[Collection entries]
--------------------
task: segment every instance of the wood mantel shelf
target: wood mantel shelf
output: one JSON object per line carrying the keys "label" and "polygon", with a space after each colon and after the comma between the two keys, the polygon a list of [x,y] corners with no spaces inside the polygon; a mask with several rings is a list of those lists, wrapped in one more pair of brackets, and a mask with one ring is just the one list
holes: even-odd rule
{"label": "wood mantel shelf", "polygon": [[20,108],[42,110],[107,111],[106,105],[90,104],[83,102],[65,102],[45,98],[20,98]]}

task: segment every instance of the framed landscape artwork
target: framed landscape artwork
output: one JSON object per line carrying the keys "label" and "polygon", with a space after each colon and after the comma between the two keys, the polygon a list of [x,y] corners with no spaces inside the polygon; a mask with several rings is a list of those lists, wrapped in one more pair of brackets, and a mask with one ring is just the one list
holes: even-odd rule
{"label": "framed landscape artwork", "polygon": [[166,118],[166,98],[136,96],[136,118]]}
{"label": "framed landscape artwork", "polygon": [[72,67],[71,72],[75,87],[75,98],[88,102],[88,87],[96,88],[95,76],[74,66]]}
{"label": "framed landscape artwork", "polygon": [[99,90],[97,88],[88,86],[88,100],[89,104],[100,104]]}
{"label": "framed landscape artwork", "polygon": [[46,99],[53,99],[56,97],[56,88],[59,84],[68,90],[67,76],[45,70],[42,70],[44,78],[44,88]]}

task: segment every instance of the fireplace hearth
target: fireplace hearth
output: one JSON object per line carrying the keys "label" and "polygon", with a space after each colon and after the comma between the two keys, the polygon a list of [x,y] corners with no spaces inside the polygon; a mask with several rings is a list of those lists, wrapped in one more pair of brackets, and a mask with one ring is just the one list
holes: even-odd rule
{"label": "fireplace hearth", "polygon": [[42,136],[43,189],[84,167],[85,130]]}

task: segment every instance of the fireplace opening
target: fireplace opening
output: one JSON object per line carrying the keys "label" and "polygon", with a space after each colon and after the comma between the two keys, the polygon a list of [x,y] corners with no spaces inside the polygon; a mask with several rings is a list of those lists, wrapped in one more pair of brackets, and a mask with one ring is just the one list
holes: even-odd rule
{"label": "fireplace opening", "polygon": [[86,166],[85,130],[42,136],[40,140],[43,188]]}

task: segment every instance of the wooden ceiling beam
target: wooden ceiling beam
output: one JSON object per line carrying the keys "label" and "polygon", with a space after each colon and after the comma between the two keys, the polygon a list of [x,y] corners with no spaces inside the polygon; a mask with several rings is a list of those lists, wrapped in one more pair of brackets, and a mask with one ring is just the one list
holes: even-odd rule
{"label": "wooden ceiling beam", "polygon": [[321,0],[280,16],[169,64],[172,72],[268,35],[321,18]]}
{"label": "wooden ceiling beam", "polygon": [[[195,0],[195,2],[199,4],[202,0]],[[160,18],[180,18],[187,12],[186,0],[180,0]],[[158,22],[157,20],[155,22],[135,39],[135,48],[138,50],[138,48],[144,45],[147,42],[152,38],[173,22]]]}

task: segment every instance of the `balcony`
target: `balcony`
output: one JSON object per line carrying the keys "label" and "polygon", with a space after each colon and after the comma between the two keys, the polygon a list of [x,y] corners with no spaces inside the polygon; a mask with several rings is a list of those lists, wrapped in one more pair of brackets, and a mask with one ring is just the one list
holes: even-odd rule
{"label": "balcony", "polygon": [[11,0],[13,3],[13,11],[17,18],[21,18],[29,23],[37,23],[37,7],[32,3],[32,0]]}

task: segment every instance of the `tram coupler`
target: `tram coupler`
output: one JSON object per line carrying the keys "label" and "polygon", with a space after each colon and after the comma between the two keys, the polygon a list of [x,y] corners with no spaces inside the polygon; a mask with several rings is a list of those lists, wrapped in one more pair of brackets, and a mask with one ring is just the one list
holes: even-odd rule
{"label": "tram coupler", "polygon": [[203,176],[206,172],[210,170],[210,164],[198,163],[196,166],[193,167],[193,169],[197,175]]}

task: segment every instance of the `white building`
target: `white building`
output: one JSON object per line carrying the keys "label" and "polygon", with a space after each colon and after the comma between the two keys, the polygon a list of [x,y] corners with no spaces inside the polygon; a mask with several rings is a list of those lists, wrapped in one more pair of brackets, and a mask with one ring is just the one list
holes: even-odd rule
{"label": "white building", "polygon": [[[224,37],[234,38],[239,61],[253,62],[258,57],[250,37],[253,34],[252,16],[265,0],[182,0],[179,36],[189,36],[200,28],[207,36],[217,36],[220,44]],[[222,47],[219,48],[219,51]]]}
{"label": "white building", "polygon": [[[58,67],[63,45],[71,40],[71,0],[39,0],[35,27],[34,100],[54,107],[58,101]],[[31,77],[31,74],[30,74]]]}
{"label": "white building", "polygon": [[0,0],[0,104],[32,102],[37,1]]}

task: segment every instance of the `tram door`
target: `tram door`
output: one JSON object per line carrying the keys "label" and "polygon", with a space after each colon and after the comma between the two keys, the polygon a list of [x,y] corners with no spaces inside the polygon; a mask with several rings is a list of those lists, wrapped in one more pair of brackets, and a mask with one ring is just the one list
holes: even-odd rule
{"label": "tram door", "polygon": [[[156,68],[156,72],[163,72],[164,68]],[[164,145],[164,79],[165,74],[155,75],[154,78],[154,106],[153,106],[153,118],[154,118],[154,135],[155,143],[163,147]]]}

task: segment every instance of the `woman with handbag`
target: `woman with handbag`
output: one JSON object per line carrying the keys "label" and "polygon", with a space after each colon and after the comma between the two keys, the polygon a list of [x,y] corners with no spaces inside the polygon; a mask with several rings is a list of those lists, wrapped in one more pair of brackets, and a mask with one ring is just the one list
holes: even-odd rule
--------------------
Task statement: Copy out the whole listing, exactly as written.

Result of this task:
task: segment every instance of the wood mantel shelf
target: wood mantel shelf
output: one JSON object per line carrying the keys "label" and "polygon", with a space after each colon and after the comma between the two keys, the polygon a list of [x,y] corners with no spaces inside the polygon; a mask with several rings is a list of those lists, wrapped in one more pair of brackets, and a mask with one ring is just the one list
holes: even-odd rule
{"label": "wood mantel shelf", "polygon": [[20,108],[42,110],[107,111],[106,105],[90,104],[83,102],[65,102],[45,98],[20,98]]}

task: segment every instance of the framed landscape artwork
target: framed landscape artwork
output: one JSON object per line carrying the keys "label" and "polygon", with a space after each colon and after the comma between the two keys, the polygon a list of [x,y] corners with no spaces inside the polygon; a mask with several rings is a list of those lists, wrapped in one more pair of brackets, and a mask with one ring is just the one list
holes: even-odd rule
{"label": "framed landscape artwork", "polygon": [[166,118],[166,98],[136,96],[136,118]]}
{"label": "framed landscape artwork", "polygon": [[72,67],[71,72],[75,87],[75,98],[88,102],[88,87],[96,88],[95,76],[74,66]]}
{"label": "framed landscape artwork", "polygon": [[99,90],[97,88],[88,86],[88,100],[89,104],[100,104]]}
{"label": "framed landscape artwork", "polygon": [[46,99],[53,99],[56,97],[56,88],[59,84],[68,90],[67,76],[45,70],[42,70],[44,78],[44,88]]}

task: segment every instance of the fireplace hearth
target: fireplace hearth
output: one JSON object per line carrying the keys "label" and "polygon", with a space after each colon and after the comma between the two keys, the polygon a list of [x,y] corners with no spaces inside the polygon; a mask with several rings is a list of those lists, wrapped in one more pair of brackets, and a mask with one ring is just the one list
holes: even-odd rule
{"label": "fireplace hearth", "polygon": [[42,136],[43,189],[84,167],[85,130]]}

task: segment every instance of the fireplace opening
target: fireplace opening
output: one JSON object per line carrying the keys "label" and "polygon", with a space after each colon and after the comma between the two keys, the polygon a list of [x,y] corners with no spaces inside the polygon; a mask with several rings is a list of those lists, wrapped in one more pair of brackets, and a mask with one ring is just the one list
holes: even-odd rule
{"label": "fireplace opening", "polygon": [[86,166],[85,130],[42,136],[40,140],[43,188]]}

task: segment every instance of the wooden ceiling beam
target: wooden ceiling beam
output: one JSON object per line carrying the keys "label" and "polygon", with a space after each colon and after the comma between the two keys, the polygon a list of [x,y] corners with no spaces inside the polygon; a mask with several rings is a list of those lists, wrapped in one more pair of brackets, and a mask with one ring is just the one list
holes: even-odd rule
{"label": "wooden ceiling beam", "polygon": [[321,0],[280,16],[169,64],[172,72],[268,35],[321,18]]}
{"label": "wooden ceiling beam", "polygon": [[[195,0],[195,2],[199,4],[202,0]],[[160,18],[180,18],[187,12],[186,0],[180,0]],[[158,22],[157,20],[155,22],[135,39],[135,48],[138,50],[138,48],[144,45],[147,42],[152,38],[173,22]]]}

task: segment every instance of the `balcony`
target: `balcony`
output: one JSON object per line carrying the keys "label" and "polygon", with a space after each colon and after the comma between the two keys, the polygon a list of [x,y] corners with no spaces inside the polygon; a mask with several rings is a list of those lists, wrapped in one more pair of brackets, and a mask with one ring is just the one list
holes: even-odd rule
{"label": "balcony", "polygon": [[11,0],[13,3],[13,11],[17,18],[21,18],[29,23],[37,23],[37,7],[32,3],[32,0]]}

task: segment every instance of the `tram coupler`
target: `tram coupler`
output: one JSON object per line carrying the keys "label" and "polygon", with a space after each colon and after the comma between the two keys, the polygon a list of [x,y] corners with no spaces inside the polygon; a mask with several rings is a list of those lists, wrapped in one more pair of brackets, and a mask with one ring is just the one list
holes: even-odd rule
{"label": "tram coupler", "polygon": [[203,176],[206,172],[210,170],[210,164],[198,163],[196,166],[193,167],[193,169],[197,175]]}

task: segment every instance of the `white building`
target: `white building`
output: one JSON object per line carrying the keys "label" and "polygon", with a space after each colon and after the comma between the two keys, the polygon a list of [x,y] corners with no spaces inside the polygon; a mask with several rings is a list of those lists, wrapped in one more pair of brackets, and a mask with one ring is just the one list
holes: even-odd rule
{"label": "white building", "polygon": [[[224,37],[234,38],[239,61],[253,62],[258,57],[250,37],[253,34],[252,16],[265,0],[182,0],[179,36],[189,36],[200,28],[207,36],[217,36],[220,44]],[[222,47],[219,48],[219,51]]]}
{"label": "white building", "polygon": [[[58,67],[63,45],[71,40],[71,0],[39,0],[35,27],[34,100],[54,107],[58,101]],[[31,77],[31,74],[30,74]]]}
{"label": "white building", "polygon": [[0,0],[0,104],[32,102],[37,1]]}

task: segment every instance of the `tram door`
target: `tram door`
output: one JSON object per line carrying the keys "label" and "polygon", with a space after each colon and after the comma between the two keys, the polygon a list of [x,y] corners with no spaces inside the polygon; a mask with several rings is a list of those lists, wrapped in one more pair of brackets, and a mask with one ring is just the one list
holes: even-odd rule
{"label": "tram door", "polygon": [[[156,68],[156,72],[163,72],[164,68]],[[164,145],[164,79],[165,74],[155,75],[154,78],[154,106],[153,106],[153,118],[154,118],[154,135],[155,143],[163,147]]]}

task: segment every instance of the `woman with handbag`
target: `woman with handbag`
output: one JSON object per line carrying the keys "label" and "polygon", with a space after each colon and after the comma between the two keys, the polygon a list of [x,y] corners with no spaces inside the polygon; a mask with several rings is a list of those lists, wrapped in one more pair of brackets, and a mask with one ring is just the one list
holes: even-odd rule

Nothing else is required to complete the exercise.